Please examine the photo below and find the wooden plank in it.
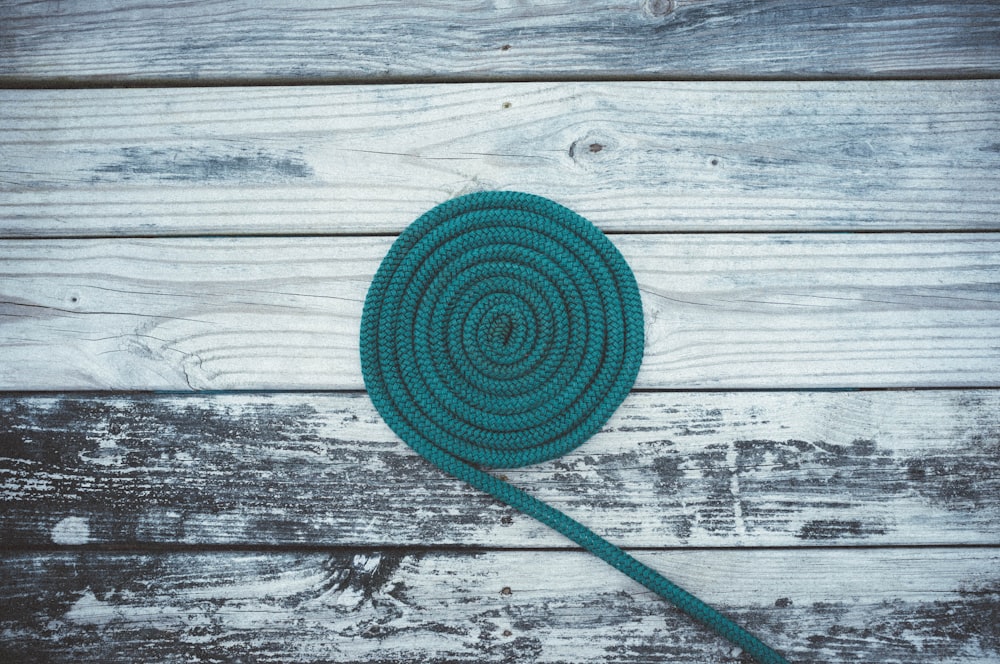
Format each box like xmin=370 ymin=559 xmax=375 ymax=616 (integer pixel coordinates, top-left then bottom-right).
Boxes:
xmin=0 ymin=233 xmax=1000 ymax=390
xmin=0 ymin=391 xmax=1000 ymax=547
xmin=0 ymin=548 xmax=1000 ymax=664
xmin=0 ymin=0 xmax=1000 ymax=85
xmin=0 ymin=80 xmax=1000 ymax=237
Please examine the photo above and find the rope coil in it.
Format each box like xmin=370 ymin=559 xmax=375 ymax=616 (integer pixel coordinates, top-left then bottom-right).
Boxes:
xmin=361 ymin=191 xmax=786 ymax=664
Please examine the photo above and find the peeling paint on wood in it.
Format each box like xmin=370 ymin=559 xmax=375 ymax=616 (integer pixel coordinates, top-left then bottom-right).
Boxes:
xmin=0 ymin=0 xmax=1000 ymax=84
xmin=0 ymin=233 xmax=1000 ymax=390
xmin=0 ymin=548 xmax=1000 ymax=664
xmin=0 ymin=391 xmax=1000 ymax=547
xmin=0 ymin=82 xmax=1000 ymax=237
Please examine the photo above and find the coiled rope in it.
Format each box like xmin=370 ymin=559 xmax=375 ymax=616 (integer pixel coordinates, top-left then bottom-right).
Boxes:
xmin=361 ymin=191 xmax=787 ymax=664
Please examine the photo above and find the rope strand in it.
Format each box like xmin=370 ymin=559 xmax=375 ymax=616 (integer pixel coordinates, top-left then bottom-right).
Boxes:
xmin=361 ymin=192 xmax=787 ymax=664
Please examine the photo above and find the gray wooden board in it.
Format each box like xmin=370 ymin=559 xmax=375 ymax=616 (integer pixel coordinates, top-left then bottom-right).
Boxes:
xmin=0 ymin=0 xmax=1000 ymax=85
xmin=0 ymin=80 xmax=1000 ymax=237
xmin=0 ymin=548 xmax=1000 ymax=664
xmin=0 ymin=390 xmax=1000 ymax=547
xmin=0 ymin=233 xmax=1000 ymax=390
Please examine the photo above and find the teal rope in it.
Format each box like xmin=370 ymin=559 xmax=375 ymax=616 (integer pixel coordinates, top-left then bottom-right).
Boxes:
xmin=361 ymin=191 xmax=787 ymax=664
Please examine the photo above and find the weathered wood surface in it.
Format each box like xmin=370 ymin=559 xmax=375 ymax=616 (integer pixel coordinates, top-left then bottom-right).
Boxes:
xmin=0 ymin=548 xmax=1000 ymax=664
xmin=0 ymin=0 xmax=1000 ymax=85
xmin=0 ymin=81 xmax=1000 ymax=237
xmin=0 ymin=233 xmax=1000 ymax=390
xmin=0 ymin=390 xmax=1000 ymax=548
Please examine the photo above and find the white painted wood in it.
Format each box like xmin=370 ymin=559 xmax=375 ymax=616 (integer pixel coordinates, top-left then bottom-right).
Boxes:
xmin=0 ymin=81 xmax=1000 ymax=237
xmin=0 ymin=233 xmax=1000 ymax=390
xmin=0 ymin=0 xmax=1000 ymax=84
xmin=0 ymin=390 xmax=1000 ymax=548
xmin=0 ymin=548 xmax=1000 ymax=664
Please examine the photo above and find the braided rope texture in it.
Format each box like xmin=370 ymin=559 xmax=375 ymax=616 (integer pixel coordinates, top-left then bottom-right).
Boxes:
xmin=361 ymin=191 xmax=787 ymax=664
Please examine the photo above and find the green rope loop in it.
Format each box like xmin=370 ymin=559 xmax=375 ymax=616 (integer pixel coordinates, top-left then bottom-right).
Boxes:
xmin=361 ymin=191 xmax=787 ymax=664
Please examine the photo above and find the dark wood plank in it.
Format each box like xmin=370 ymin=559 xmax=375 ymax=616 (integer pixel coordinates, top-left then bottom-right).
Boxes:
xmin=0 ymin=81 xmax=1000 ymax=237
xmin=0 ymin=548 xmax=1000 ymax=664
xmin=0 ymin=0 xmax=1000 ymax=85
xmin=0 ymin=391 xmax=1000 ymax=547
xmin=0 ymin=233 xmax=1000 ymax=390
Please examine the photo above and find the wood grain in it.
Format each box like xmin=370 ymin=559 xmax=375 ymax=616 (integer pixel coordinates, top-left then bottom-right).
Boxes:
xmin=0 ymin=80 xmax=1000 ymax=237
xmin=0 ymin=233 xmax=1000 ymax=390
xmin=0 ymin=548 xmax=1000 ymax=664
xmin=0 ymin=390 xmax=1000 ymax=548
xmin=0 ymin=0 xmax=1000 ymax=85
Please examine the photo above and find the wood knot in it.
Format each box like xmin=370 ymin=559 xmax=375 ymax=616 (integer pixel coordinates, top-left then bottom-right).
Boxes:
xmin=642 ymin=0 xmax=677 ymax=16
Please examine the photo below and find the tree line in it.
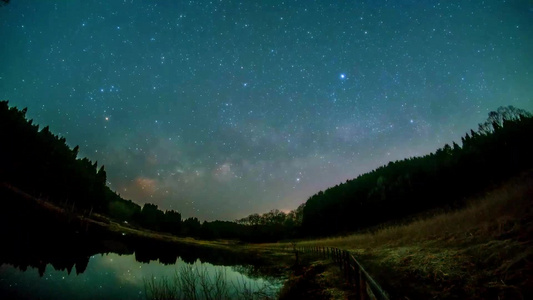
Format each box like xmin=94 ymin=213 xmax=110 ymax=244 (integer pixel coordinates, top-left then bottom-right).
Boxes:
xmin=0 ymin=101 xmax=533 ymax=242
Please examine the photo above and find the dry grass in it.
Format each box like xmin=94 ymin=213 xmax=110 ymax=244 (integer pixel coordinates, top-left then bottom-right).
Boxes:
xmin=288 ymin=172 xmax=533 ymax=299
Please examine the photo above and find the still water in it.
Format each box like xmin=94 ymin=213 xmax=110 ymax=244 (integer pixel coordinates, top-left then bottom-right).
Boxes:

·····

(What you need to do) Locate each line in the entries above that contains the word "rope", and copy those lines in full.

(Solution to this task)
Please examine the photo above and find the rope coil in it.
Please examine the photo above and find the coiled rope in it.
Please examine the photo above and find the rope strand in it.
Please examine the photo above and find the teal rope in it.
Please examine the photo above and find the braided rope texture in it.
Please examine the photo above and find the green rope loop in it.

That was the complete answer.